> [Tasks to perform]
(a) According to the deadlock reporting text, which query is the most useful?
(b) Reproduce everything in the deadlock reporting text from "Now I have a" down to "to be fixed.".

— START OF Document text —

Now I have a global temp table called ##DeadlockReporting.

Step 2 is to run queries against it. Here's some that I wrote up. The most useful is the one with the header "Get the worst offenders in past 24 hours". This will give you a good picture of the deadlock—the affected tables, the stored procedures that are being called, the specific problem code. Then, click on the DeadlockXML in order to see the full details of the deadlock.

You may find some really obvious targets for fixes that need to be made. I found some update statements that contained subqueries in the Set clause that needed to be fixed.

 Select top 100 * From ##DeadlockReporting order by TransactionTime desc  
   
 -- Get the worst offenders in past 24 hours  
 -- Click on the DeadlockXML to show details  
 Select   
   DeadlockObjects  
   ,ProcedureName  
   ,Code = min(Code)  
      ,DeadlockXML = convert(xml, min(convert(varchar(max), DeadlockGraph) ))  
      ,FirstDeadlock = Min(TransactionTime)  
      ,LastDeadlock = Max(TransactionTime)  
   ,PresumedTotalDeadlocks = Count(*)    
 from ##DeadlockReporting    
 Where TransactionTime >= dateadd (hh, -24, getdate() )  
 Group by   
   DeadlockObjects  
   ,ProcedureName  
 Order by Count(*)  desc  
   
 -- Get summary past 24 hours, by hour  
 ;with DeadlockReportingFormatted as (  
   Select   
     TransactionHour_UTC = convert(varchar(13), TransactionTime, 120) + ':00'  
     ,TransactionHour_PST =   
       convert(varchar(13), TransactionTime AT TIME ZONE 'UTC' AT TIME ZONE 'Pacific Standard Time', 120)   
       + ':00'  
     ,*  
   from ##DeadlockReporting     
 )  
 Select   
   TransactionHour_UTC  
   ,TransactionHour_PST  
   ,DeadlockObjects  
   ,ProcedureName  
   ,PresumedTotalDeadlocks = Count(*)    
 From DeadlockReportingFormatted  
 Where TransactionTime >= dateadd(hh, -24, getdate())  
 Group by   
   TransactionHour_UTC  
   ,TransactionHour_PST  
   ,DeadlockObjects  
   ,ProcedureName  
 Order by   
   TransactionHour_UTC desc  
   ,PresumedTotalDeadlocks desc

— END OF Document text —
— START OF Source data —

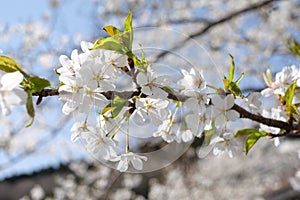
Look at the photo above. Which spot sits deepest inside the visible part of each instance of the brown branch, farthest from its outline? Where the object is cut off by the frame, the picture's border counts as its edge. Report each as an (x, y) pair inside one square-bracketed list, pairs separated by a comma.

— END OF Source data —

> [Worked solutions]
(a) The one with the header "Get the worst offenders in past 24 hours".

(b)
Now I have a global temp table called ##DeadlockReporting.

Step 2 is to run queries against it. Here's some that I wrote up. The most useful is the one with the header "Get the worst offenders in past 24 hours". This will give you a good picture of the deadlock—the affected tables, the stored procedures that are being called, the specific problem code. Then, click on the DeadlockXML in order to see the full details of the deadlock.

You may find some really obvious targets for fixes that need to be made. I found some update statements that contained subqueries in the Set clause that needed to be fixed.